■ Input
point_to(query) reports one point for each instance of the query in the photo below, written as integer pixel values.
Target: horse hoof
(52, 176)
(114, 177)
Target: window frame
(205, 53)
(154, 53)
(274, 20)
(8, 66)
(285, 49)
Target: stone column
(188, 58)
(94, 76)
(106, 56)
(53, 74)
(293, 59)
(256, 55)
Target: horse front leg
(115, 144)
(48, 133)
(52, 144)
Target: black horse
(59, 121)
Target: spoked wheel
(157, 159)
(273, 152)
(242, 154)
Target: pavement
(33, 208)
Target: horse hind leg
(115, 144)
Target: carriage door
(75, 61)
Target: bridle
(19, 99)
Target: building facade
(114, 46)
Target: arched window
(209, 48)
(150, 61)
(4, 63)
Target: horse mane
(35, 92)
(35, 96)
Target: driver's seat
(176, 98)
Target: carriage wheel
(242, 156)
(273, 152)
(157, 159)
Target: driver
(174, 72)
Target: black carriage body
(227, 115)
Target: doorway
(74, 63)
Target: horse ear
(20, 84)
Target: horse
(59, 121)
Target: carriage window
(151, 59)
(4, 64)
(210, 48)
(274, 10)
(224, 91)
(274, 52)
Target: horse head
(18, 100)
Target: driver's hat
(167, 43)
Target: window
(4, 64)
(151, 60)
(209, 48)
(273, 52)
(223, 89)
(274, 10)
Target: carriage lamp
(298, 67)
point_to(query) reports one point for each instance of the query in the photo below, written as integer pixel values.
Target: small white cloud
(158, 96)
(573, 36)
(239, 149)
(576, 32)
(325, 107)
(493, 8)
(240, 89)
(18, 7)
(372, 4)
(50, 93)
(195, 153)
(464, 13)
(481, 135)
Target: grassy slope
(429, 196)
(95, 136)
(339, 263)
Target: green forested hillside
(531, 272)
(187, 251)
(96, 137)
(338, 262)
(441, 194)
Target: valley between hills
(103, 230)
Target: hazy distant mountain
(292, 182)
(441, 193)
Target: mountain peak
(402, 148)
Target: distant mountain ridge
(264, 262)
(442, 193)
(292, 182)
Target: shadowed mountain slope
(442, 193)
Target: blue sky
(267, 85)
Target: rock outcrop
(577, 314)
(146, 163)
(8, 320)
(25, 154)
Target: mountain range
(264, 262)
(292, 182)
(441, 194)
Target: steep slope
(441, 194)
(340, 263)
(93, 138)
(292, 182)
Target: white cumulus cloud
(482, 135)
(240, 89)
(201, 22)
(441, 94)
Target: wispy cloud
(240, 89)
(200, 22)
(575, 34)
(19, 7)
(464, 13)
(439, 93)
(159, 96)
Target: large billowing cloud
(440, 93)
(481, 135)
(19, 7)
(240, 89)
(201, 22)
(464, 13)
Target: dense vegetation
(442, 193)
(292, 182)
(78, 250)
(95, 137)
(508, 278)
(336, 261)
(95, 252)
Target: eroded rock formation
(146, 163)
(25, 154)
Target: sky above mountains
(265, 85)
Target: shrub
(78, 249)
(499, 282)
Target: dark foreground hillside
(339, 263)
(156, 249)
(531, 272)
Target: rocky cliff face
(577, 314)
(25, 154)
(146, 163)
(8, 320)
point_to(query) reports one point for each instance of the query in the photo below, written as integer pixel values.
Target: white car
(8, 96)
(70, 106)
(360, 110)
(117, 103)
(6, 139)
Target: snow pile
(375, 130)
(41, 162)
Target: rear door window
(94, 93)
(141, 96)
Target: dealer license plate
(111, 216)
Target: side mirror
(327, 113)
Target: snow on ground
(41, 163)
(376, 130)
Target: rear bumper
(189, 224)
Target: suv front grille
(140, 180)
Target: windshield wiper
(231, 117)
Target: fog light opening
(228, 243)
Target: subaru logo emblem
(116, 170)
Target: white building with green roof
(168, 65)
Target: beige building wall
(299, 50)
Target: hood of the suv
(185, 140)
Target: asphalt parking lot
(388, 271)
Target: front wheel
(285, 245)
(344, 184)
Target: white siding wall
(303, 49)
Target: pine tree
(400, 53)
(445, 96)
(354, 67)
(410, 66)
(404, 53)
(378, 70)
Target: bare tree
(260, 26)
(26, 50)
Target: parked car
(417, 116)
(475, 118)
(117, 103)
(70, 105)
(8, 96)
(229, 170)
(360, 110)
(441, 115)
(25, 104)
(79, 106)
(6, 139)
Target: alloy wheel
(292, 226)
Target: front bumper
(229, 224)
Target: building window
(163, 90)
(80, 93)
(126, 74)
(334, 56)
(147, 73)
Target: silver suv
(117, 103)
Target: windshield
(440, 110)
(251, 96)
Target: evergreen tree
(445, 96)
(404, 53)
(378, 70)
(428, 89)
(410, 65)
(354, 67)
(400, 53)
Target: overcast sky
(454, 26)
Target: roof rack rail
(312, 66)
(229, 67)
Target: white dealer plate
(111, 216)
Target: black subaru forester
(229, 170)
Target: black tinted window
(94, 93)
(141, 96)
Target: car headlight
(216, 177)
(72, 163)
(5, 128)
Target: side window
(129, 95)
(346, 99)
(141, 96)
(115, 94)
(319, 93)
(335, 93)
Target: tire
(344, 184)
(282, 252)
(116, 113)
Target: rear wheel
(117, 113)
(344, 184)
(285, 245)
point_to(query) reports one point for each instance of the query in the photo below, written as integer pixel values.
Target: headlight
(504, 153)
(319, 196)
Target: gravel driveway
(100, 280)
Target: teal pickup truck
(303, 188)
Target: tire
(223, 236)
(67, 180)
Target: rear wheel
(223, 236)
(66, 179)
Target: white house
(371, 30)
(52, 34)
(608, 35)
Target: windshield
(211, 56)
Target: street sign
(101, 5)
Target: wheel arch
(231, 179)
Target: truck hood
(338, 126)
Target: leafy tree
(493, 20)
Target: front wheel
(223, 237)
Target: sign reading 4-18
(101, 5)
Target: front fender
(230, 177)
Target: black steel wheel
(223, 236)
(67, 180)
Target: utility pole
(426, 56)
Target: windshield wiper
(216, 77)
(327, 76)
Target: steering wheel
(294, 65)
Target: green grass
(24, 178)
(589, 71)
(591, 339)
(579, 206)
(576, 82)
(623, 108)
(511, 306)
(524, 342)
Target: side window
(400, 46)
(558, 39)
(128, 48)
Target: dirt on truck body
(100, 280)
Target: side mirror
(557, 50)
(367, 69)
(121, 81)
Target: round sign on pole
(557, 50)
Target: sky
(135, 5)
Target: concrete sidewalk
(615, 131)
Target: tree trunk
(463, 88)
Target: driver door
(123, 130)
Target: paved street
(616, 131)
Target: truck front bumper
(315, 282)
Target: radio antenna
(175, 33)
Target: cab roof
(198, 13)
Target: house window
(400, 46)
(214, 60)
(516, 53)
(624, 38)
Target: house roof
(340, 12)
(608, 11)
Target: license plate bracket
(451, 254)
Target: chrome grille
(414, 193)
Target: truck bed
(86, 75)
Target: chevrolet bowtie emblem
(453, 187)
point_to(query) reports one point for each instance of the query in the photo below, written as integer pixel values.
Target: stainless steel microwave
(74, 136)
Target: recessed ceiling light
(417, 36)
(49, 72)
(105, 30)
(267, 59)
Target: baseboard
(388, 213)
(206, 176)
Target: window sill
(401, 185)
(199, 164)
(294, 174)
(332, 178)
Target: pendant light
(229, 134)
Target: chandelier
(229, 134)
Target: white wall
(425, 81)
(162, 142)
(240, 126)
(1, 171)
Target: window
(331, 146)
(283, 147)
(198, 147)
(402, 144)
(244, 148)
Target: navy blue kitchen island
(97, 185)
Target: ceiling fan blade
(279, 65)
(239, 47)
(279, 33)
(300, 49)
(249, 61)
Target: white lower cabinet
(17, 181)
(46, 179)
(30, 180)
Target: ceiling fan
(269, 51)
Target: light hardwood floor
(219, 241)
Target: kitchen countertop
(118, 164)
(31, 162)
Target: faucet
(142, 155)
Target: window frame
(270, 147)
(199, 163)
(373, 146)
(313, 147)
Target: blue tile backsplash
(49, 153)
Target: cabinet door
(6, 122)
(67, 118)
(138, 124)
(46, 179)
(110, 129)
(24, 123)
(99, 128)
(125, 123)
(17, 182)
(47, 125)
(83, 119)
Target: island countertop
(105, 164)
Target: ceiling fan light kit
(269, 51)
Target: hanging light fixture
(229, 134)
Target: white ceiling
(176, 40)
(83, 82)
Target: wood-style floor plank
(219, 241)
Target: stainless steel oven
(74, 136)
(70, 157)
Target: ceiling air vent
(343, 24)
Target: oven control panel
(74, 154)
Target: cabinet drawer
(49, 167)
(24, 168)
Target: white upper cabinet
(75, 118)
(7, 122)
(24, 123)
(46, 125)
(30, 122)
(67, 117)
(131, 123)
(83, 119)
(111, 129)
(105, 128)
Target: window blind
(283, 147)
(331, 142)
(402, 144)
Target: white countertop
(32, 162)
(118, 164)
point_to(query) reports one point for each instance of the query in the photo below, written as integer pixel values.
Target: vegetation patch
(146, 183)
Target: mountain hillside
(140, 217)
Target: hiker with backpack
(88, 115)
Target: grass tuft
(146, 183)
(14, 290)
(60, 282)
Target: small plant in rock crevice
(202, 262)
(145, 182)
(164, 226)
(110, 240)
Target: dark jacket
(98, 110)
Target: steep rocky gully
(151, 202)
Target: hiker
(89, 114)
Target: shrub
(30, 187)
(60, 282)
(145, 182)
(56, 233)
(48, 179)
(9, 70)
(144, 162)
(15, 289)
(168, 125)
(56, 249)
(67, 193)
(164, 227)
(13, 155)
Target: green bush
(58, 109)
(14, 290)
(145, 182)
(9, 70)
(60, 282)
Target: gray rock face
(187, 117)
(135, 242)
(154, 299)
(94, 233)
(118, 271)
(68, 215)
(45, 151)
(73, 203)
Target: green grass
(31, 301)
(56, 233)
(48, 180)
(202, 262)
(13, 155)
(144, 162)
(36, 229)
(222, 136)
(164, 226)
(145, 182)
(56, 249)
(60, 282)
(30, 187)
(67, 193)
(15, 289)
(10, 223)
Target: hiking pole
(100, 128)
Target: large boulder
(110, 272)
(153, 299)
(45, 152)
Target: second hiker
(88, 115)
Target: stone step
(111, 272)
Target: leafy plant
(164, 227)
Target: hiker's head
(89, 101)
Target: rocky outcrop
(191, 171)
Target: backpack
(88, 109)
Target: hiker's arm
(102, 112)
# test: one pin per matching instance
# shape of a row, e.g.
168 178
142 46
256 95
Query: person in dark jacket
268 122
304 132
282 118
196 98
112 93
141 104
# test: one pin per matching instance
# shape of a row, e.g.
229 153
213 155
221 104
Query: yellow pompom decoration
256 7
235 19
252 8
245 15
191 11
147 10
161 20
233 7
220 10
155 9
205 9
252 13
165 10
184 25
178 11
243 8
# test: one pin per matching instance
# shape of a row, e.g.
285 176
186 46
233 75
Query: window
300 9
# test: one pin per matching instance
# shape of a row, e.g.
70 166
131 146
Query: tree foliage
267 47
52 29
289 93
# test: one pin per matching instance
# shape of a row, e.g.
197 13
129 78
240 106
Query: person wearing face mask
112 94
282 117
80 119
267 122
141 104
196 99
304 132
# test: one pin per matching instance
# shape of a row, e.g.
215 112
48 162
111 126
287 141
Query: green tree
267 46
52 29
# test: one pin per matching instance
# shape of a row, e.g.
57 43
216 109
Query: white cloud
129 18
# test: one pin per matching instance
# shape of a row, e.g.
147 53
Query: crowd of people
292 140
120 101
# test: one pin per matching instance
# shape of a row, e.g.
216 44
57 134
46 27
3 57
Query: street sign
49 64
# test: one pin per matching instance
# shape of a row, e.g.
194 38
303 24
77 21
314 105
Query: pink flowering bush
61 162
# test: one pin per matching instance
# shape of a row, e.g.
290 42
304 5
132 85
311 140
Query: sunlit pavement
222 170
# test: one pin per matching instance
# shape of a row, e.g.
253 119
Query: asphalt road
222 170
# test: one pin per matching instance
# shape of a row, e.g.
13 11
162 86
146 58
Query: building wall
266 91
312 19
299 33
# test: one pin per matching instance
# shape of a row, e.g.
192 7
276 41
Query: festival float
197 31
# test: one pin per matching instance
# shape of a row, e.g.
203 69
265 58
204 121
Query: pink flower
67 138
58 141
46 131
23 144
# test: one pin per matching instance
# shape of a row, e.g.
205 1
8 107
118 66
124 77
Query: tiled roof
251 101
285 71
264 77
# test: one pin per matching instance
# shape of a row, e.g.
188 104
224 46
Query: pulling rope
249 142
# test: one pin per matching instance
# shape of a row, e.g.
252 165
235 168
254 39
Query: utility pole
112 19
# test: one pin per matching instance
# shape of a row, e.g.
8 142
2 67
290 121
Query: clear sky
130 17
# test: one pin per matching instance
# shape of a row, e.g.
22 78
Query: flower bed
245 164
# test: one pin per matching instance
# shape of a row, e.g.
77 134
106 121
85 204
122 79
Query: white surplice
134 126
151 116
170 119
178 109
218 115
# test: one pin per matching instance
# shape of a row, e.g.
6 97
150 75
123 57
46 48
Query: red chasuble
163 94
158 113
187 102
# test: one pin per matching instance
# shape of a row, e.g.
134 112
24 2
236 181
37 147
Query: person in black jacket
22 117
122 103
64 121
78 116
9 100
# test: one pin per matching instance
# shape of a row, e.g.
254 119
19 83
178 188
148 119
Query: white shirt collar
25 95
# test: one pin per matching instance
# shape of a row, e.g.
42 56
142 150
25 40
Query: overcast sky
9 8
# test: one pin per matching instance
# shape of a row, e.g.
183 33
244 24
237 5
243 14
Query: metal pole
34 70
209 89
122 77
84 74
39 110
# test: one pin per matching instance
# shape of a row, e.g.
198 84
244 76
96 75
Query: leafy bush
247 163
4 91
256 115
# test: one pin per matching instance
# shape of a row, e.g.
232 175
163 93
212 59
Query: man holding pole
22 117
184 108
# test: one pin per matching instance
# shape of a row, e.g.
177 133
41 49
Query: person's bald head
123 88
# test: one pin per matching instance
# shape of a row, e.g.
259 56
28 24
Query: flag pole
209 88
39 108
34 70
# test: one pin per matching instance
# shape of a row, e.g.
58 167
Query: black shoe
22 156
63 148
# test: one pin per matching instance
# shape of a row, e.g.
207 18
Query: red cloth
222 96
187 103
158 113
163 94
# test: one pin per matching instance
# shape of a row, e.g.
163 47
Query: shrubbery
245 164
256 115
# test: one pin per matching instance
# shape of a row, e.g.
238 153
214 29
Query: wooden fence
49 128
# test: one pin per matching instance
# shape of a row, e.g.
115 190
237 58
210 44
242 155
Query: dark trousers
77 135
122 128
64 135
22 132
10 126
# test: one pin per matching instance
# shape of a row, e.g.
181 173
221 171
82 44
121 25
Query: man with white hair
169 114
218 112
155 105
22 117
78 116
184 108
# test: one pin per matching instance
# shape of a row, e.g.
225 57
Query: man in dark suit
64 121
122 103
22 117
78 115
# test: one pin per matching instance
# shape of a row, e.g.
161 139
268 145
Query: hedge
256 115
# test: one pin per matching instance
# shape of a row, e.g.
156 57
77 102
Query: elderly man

■ What needs to be done
In the data above, find the line containing "Query: leafy bush", then copy it and every later line exactly.

■ Reply
Query: leafy bush
247 163
4 91
256 115
# test: one pin per matching instance
# shape of a row, e.g.
232 175
163 93
212 59
Query: man holding pole
22 117
184 108
# test: one pin per matching instance
# shape of a row, e.g.
177 133
41 49
Query: person's bald head
123 88
# test: one pin per matching instance
# shape of a row, e.g.
259 56
28 24
Query: flag pole
209 88
39 108
34 70
# test: one pin per matching instance
# shape of a row, e.g.
58 167
Query: black shoe
22 156
63 148
# test: one pin per matching instance
# shape of a row, e.g.
207 18
Query: red cloth
222 96
187 103
158 113
163 94
# test: one pin per matching instance
# shape of a row, e.g.
163 47
Query: shrubbery
245 164
256 115
# test: one pin per matching instance
# shape of a row, e.g.
238 153
214 29
Query: wooden fence
49 128
# test: one pin per matching instance
# shape of a row, e.g.
115 190
237 58
210 44
242 155
Query: dark trousers
77 135
122 128
64 135
22 132
10 126
# test: one pin per matching instance
# shape of a row, e.g.
181 173
221 171
82 44
121 25
Query: man with white hair
169 114
218 112
155 105
22 117
78 116
184 108
# test: one pin per matching instance
# shape of a row, e.g.
225 57
Query: man in dark suit
64 121
122 103
22 117
78 115
# test: one pin per matching instance
# shape of a row, e.g.
161 139
268 145
Query: hedge
256 115
# test: one pin per matching instance
# shape of a row, e.g.
156 57
77 102
Query: elderly man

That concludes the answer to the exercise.